» Tasks to carry out
(A) According to the article on Apple and the coronavirus, how far behind schedule is manufacturing on Apple's new model due for release later this year?
(B) Write the next part of the article on Apple and the coronavirus, continuing after its final sentence.

Supplied passage section start

Apple has issued a financial alert warning that it will not meet revenue guidance for its current quarter as the coronavirus continues to severely impact Chinese industry.
The iPhone maker said that although none of its key manufacturing plants were in Hubei province, where the outbreak began, it was “experiencing a slower return to normal conditions than we had anticipated” elsewhere.
This is expected to “temporarily constrain” the worldwide supply of iPhones and lead the US tech giant to want it will not meet revenue guidance it set at the end of January.
Its revenue guidance had already factored in the impact of the outbreak, but the increasing severity of the crisis has cause it to further downgrade its outlook.
Plants that have reopened are operating at “reduced hours and with very low customer traffic”, with its five stores reopened in Beijing last week open for seven hours instead of the usual 12.
Disruption has also meant many workers have yet to return to their jobs, either due to travel disruption or instruction not to leave their homes.
Aside from production on its current range of iPhones, Apple said manufacturing on its new model due for release later this year is now two weeks behind schedule.

Supplied passage section end
Information given section start

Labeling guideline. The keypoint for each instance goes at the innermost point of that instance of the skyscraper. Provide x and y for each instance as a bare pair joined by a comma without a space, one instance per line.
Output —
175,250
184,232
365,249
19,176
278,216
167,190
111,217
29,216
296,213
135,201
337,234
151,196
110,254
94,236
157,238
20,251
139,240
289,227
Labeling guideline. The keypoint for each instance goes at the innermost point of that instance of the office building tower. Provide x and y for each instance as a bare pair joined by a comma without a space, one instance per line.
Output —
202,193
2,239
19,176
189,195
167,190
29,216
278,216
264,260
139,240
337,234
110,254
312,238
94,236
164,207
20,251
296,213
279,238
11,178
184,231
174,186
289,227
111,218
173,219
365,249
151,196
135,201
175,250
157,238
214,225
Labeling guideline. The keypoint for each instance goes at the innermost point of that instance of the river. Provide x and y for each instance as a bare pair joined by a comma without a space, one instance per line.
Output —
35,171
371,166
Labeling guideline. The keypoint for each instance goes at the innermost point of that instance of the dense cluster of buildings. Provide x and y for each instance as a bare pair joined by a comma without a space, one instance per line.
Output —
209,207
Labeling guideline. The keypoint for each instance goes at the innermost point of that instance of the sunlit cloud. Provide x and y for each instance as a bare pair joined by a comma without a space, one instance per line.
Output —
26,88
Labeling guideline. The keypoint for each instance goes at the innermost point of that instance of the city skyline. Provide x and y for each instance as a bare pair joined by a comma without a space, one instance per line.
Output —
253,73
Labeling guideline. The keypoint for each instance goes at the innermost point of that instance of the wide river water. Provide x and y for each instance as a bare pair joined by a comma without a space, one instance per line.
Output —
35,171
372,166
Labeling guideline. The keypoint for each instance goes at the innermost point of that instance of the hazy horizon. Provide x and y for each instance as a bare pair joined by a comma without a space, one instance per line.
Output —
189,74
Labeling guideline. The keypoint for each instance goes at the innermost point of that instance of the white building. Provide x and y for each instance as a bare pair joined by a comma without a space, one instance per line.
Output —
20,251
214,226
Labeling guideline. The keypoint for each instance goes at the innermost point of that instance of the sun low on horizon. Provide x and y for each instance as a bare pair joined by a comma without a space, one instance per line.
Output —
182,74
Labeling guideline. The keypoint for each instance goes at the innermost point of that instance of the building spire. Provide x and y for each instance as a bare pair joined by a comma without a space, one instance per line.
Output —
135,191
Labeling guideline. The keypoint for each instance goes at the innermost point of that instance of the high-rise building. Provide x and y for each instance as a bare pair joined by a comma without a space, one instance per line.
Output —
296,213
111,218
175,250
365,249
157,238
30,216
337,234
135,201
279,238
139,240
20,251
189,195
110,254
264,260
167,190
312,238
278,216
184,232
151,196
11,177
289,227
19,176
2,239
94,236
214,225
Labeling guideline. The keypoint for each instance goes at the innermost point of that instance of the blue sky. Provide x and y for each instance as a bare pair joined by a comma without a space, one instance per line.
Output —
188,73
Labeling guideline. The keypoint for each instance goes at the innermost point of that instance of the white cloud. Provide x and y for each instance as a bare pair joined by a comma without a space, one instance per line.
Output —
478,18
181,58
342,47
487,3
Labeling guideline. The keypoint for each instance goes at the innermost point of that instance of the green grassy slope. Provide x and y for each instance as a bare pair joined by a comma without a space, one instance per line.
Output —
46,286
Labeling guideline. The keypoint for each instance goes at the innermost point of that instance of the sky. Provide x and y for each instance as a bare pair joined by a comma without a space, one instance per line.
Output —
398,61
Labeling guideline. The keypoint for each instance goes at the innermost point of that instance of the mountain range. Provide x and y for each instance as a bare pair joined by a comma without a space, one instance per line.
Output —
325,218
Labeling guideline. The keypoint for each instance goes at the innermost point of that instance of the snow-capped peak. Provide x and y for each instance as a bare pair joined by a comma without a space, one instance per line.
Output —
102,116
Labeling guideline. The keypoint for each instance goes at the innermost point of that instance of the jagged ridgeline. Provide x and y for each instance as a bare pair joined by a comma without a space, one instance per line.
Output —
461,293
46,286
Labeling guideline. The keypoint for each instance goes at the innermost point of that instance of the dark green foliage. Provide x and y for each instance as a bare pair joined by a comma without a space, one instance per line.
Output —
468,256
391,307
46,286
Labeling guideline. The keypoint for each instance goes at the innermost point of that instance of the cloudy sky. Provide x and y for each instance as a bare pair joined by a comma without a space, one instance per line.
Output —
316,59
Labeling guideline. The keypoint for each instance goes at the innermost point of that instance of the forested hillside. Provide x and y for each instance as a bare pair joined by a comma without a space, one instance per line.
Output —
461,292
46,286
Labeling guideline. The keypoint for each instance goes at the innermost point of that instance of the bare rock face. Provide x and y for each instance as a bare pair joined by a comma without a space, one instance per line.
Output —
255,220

Information given section end

» Answers below
(A) Two weeks behind schedule.

(B)
To rub salt in the wound its key smartphone maker Samsung is set to capitalise on Apple’s disruption as half of its smartphones are made in Vietnam, where the virus is yet to impact severely.
Insiders expect key Chinese smartphone rivals like Xioami and Huawei will also take a major hit due to the countrywide disruption, putting Samsung in an even more advantageous position.
“Samsung is better positioned to weather the virus fallout than its formidable rivals such as Huawei and Apple,” a person with knowledge of Samsung’s supply chain told Reuters.
“The virus exposed China risks. We feel fortunate that we were able to escape the risks.”
More than 70,000 confirmed cases has now been reported while the global death toll has risen to 1874, including the first confirmed death in Europe.